■ Items from a data source

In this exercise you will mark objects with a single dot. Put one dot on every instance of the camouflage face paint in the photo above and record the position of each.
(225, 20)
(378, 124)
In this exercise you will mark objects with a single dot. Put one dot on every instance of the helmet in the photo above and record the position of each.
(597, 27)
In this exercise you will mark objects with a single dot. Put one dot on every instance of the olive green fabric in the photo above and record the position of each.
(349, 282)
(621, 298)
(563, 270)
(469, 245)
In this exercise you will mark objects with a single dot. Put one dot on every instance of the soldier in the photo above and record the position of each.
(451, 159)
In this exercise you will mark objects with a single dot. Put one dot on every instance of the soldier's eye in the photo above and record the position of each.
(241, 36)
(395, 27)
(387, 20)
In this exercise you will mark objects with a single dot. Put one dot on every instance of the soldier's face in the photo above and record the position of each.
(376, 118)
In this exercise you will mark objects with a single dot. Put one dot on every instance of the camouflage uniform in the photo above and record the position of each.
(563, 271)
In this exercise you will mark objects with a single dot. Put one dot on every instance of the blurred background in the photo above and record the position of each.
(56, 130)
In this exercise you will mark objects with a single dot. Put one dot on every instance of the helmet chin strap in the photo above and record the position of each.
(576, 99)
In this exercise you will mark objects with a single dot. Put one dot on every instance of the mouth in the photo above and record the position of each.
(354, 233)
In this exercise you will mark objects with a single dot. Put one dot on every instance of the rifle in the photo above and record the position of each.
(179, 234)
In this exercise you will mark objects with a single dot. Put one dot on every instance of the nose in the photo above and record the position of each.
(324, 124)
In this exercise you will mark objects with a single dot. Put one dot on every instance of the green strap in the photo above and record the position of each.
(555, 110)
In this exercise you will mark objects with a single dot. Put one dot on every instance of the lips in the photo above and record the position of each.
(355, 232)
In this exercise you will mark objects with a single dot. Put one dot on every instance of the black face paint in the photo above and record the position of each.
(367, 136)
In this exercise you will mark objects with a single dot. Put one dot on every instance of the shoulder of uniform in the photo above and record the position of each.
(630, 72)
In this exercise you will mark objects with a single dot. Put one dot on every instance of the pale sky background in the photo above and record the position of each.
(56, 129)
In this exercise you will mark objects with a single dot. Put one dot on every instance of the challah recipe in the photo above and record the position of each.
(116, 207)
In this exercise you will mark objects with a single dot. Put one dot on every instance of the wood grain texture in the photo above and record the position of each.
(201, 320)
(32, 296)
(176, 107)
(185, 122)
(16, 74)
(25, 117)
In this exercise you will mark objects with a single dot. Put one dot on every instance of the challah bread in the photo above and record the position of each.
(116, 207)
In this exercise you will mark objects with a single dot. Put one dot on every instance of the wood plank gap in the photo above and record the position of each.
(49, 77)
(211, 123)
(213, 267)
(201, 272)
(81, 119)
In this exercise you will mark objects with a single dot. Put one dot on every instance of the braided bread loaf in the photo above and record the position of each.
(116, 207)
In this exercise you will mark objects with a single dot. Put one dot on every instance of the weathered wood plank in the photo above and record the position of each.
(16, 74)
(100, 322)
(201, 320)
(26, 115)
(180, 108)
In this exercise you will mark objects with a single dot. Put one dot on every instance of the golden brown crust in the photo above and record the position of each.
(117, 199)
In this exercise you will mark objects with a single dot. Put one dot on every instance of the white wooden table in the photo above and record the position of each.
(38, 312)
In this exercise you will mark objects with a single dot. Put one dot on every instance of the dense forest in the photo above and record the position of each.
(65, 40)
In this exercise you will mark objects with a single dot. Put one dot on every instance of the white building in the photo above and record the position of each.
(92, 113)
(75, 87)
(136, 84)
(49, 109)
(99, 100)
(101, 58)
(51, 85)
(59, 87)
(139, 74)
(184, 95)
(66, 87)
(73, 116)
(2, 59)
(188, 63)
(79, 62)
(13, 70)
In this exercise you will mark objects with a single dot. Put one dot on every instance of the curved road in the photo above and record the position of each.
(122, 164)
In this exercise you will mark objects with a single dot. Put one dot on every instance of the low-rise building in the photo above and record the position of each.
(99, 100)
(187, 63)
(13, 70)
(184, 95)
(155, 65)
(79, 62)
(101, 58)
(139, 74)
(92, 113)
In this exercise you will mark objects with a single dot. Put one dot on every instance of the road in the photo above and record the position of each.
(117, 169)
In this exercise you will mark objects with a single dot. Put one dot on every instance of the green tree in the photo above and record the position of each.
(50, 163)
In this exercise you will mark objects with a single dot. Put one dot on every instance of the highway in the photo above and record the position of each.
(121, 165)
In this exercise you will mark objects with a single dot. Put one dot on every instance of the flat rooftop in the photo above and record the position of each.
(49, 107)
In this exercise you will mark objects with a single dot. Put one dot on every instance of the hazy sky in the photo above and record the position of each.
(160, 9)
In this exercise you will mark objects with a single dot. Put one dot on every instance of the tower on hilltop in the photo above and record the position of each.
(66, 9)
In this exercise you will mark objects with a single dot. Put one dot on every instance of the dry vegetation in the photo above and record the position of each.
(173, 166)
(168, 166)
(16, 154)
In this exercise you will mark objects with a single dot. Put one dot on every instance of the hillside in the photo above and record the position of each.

■ WORK INSTRUCTIONS
Take the entries above and repeat them. Alter nothing.

■ TASK SOLUTION
In this exercise you will mark objects with a single dot. Put one dot on every instance of the camouflage face paint in the photo above and record the position of each.
(225, 20)
(378, 124)
In this exercise you will mark objects with a single dot. Put one dot on every instance of the helmet in the photo above and record the position of each.
(597, 27)
In this exercise you will mark objects with a single dot. Put one dot on every instance of the olive green fabric in the photo above and record the position of each.
(349, 282)
(621, 298)
(563, 270)
(469, 245)
In this exercise you will mark objects with a single dot. Put one dot on every instance of the soldier in the photo above and record the position of each.
(451, 159)
In this exercise you will mark objects with a single dot. Put one dot on every instance of the soldier's eye in the photo above and record the position of each.
(241, 36)
(395, 27)
(387, 20)
In this exercise you will mark objects with a single dot. Put one dot on every instance of the soldier's face in the photo above and record the position of each.
(376, 118)
In this exercise you will mark objects with a single dot. Put one dot on every instance of the camouflage uniform in the photo above and record the position of each.
(563, 271)
In this exercise you will mark objects with a single dot. Put one dot on every instance of the blurred background in the photo above and record the position of each.
(56, 130)
In this exercise you will mark objects with a single dot. Put one dot on every instance of the helmet chin strap in the photo above and record the position of each.
(576, 99)
In this exercise you will mark objects with a single dot. Put one dot on every instance of the mouth in the photo above and record the position of each.
(354, 233)
In this exercise you will mark objects with a single dot. Put one dot on every instance of the rifle in the photo above and record the position of each.
(179, 234)
In this exercise you will mark objects with a single dot. Put one dot on every instance of the nose in the photo above and record the position of each.
(324, 124)
In this exercise you will mark objects with a single dot. Put one dot on every instance of the green strap in the photo above and record the position of each.
(555, 110)
In this exercise you will mark objects with a single dot. Put one dot on every instance of the lips in the photo above and record the position of each.
(355, 232)
In this exercise you will mark objects with a single dot. Put one dot on every instance of the black face paint in the photo above and record the position of each.
(367, 136)
In this exercise you will mark objects with a single dot. Put one dot on every instance of the shoulder of uniform in the photo above and record the position of each.
(630, 72)
In this exercise you will mark objects with a single dot. Put one dot on every instance of the pale sky background in the photo above and record the position of each.
(56, 129)
In this exercise you will mark objects with a single dot. Put one dot on every instance of the challah recipe in the photo above and record the position of each.
(116, 207)
In this exercise you will mark objects with a single dot. Put one dot on every instance of the wood grain texture in the photo above and record the position of each.
(201, 320)
(32, 296)
(176, 107)
(185, 122)
(16, 74)
(25, 117)
In this exercise you will mark objects with a single dot. Put one dot on every instance of the challah bread in the photo above and record the position of each.
(116, 207)
In this exercise you will mark objects with a single dot. Put one dot on every instance of the wood plank gap in the photo above and record the position of each.
(49, 77)
(211, 123)
(213, 267)
(201, 272)
(81, 119)
In this exercise you will mark objects with a single dot. Put one dot on every instance of the braided bread loaf in the photo above and record the position of each.
(116, 207)
In this exercise you will mark objects with a single dot. Put one dot on every instance of the weathered wood plank in the photo above and record the position of each.
(16, 74)
(100, 322)
(201, 320)
(26, 115)
(180, 108)
In this exercise you will mark objects with a single dot. Put one dot on every instance of the golden brown crust in the photo above and record the position of each.
(117, 199)
In this exercise you will mark objects with a single dot. Put one dot on every instance of the white wooden table in the photo above and record the position of each.
(38, 312)
In this exercise you will mark objects with a single dot. Put one dot on every instance of the dense forest in the photo above and record the position of each.
(65, 40)
In this exercise you will mark objects with a single dot. Put one dot on every instance of the white building in the photo above and record the position of each.
(92, 113)
(75, 87)
(136, 84)
(49, 109)
(99, 100)
(101, 58)
(51, 85)
(59, 87)
(139, 74)
(184, 95)
(66, 87)
(73, 116)
(2, 59)
(188, 63)
(79, 62)
(13, 70)
In this exercise you will mark objects with a single dot. Put one dot on every instance of the curved road in the photo above and record the position of each.
(122, 164)
In this exercise you will mark objects with a single dot. Put one dot on every instance of the low-rise building in the photo above and record the position of each.
(99, 100)
(187, 63)
(13, 70)
(184, 95)
(155, 65)
(79, 62)
(101, 58)
(139, 74)
(92, 113)
In this exercise you will mark objects with a single dot. Put one dot on every instance of the road in the photo above and record the position of each.
(117, 169)
In this exercise you will mark objects with a single dot. Put one dot on every instance of the green tree in the photo above and record the position of each.
(50, 163)
In this exercise you will mark objects with a single dot. Put one dot on every instance of the highway in the photo above and record the position of each.
(121, 165)
In this exercise you will mark objects with a single dot. Put one dot on every instance of the flat rooftop in the photo above and record the position of each.
(49, 107)
In this exercise you will mark objects with a single dot. Put one dot on every instance of the hazy sky in the photo above and record the position of each.
(160, 9)
In this exercise you will mark objects with a single dot. Put one dot on every instance of the tower on hilltop in the photo above and record the position of each.
(66, 9)
In this exercise you will mark objects with a single dot. Put one dot on every instance of the dry vegetation in the photo above and record the position of each.
(173, 166)
(168, 166)
(16, 154)
In this exercise you will mark objects with a single dot. Put one dot on every instance of the hillside in the photo above and record the position of each.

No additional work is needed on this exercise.